## [TE DOEN]
1. Noem alle belanghebbenden in cassatie die de pagina vermeldt, met de aanduiding die de pagina voor elk van hen gebruikt.
2. Neem een stuk van de pagina letterlijk over. Begin bij de woorden met "In deze zaak" en stop na "Amsterdam voor verdere behandeling.".

ECLI:NL:HR:2020:1079

Hoge Raad

Datum uitspraak
19 juni 2020
Publicatiedatum
18 juni 2020
Zaaknummer
19/04761
Instantie
Hoge Raad
Type
Uitspraak
Rechtsgebied
Civiel recht; Personen- en familierecht
Procedures
  • Beschikking
Vindplaatsen
  • Rechtspraak.nl
AI samenvatting door LexboostAutomatisch gegenereerd

Vernietiging van de beschikking inzake onderbewindstelling en mentorschap met verwijzing naar het gerechtshof Amsterdam

In deze zaak heeft de Hoge Raad op 19 juni 2020 uitspraak gedaan in een cassatieprocedure betreffende de onderbewindstelling en het mentorschap van een zuster. De verzoeker, die de zuster en de andere broer vertegenwoordigt, heeft cassatie ingesteld tegen een beschikking van het gerechtshof Den Haag van 17 juli 2019. De zaak draait om de vraag of de andere broer als bewindvoerder en mentor kan worden benoemd, gezien de wettelijke voorkeur die in artikel 1:435 lid 4 BW is vastgelegd. De Hoge Raad oordeelt dat het hof de maatstaf van deze wettelijke voorkeur heeft miskend door niet te onderzoeken of er bezwaren zijn tegen de benoeming van de andere broer. De Hoge Raad vernietigt de beschikking van het hof en verwijst de zaak naar het gerechtshof Amsterdam voor verdere behandeling.

De feiten van de zaak zijn als volgt: de zuster van de verzoeker en de andere broer verblijft sinds 2011 in een zorginstelling. De verzoeker heeft in eerste aanleg verzocht om instelling van een bewind over de goederen van de zuster en om instelling van een mentorschap, waarbij hijzelf als bewindvoerder en mentor werd benoemd. De kantonrechter heeft dit verzoek toegewezen, maar in hoger beroep heeft het hof de bewindvoerder ontslagen en de andere broer benoemd als mentor. De verzoeker heeft hiertegen cassatie ingesteld, wat leidde tot de huidige uitspraak van de Hoge Raad.

De Hoge Raad concludeert dat de motivering van het hof onvoldoende inzicht biedt in de redenen waarom de andere broer niet als bewindvoerder is benoemd. De Hoge Raad benadrukt dat bij afwijken van de wettelijke voorkeur de rechter dit moet motiveren. De beslissing van het hof wordt vernietigd en de zaak wordt terugverwezen voor verdere behandeling.

Uitspraak

HOGE RAAD DER NEDERLANDEN
CIVIELE KAMER
Nummer19/04761
Datum19 juni 2020
BESCHIKKING
In de zaak van
[verzoeker],
wonende te [woonplaats],
VERZOEKER tot cassatie,
hierna: de verzoeker,
advocaat: N.C. van Steijn,
tegen
1. [de andere broer],
wonende te [woonplaats],
hierna: de andere broer,
2. [de zuster],
wonende te [woonplaats],
hierna: de zuster,
3. [de bewindvoerder],
kantoorhoudende te [vestigingsplaats],
hierna: de bewindvoerder,
BELANGHEBBENDEN in cassatie,
niet verschenen.

## [RUWE RECORDS]
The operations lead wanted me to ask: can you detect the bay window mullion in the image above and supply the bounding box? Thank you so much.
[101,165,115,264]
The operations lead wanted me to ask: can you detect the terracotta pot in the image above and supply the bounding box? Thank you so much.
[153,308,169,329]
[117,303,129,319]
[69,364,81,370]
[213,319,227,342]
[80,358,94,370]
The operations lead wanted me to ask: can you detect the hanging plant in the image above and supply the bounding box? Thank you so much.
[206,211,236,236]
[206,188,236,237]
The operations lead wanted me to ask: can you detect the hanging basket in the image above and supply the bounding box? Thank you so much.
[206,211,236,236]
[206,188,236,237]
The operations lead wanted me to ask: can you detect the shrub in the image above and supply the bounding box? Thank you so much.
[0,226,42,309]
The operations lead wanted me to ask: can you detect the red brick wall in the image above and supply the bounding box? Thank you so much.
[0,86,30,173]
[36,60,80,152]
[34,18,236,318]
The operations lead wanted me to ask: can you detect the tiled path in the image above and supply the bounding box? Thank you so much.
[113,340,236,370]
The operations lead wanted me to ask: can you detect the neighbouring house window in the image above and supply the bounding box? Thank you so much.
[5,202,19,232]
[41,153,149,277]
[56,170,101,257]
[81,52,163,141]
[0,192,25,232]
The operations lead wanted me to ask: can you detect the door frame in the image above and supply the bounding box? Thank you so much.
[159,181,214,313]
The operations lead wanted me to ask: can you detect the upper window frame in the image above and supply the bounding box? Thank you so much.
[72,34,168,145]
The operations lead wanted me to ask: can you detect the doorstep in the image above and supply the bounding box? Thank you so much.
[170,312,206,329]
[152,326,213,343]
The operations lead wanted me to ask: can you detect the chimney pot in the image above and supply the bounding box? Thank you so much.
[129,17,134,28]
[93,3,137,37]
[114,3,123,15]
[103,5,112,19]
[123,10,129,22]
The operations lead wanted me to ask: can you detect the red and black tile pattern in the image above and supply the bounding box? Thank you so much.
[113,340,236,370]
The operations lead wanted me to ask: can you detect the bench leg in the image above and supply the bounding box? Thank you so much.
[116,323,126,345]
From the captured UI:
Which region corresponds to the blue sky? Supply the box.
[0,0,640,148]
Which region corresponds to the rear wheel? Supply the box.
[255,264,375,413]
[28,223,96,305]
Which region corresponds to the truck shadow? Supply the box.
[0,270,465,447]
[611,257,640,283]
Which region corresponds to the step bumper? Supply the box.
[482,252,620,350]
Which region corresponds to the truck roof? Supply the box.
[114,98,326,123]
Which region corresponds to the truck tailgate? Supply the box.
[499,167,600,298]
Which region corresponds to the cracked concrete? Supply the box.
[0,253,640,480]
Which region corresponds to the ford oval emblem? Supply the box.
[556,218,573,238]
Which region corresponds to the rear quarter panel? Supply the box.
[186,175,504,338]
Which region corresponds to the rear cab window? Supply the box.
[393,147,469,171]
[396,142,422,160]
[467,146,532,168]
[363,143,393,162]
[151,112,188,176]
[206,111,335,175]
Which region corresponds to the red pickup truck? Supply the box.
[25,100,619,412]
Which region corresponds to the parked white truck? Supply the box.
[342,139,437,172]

## [ANTWOORDEN OP VOLGORDE]
1. de andere broer, de zuster, de bewindvoerder

2.
In deze zaak heeft de Hoge Raad op 19 juni 2020 uitspraak gedaan in een cassatieprocedure betreffende de onderbewindstelling en het mentorschap van een zuster. De verzoeker, die de zuster en de andere broer vertegenwoordigt, heeft cassatie ingesteld tegen een beschikking van het gerechtshof Den Haag van 17 juli 2019. De zaak draait om de vraag of de andere broer als bewindvoerder en mentor kan worden benoemd, gezien de wettelijke voorkeur die in artikel 1:435 lid 4 BW is vastgelegd. De Hoge Raad oordeelt dat het hof de maatstaf van deze wettelijke voorkeur heeft miskend door niet te onderzoeken of er bezwaren zijn tegen de benoeming van de andere broer. De Hoge Raad vernietigt de beschikking van het hof en verwijst de zaak naar het gerechtshof Amsterdam voor verdere behandeling.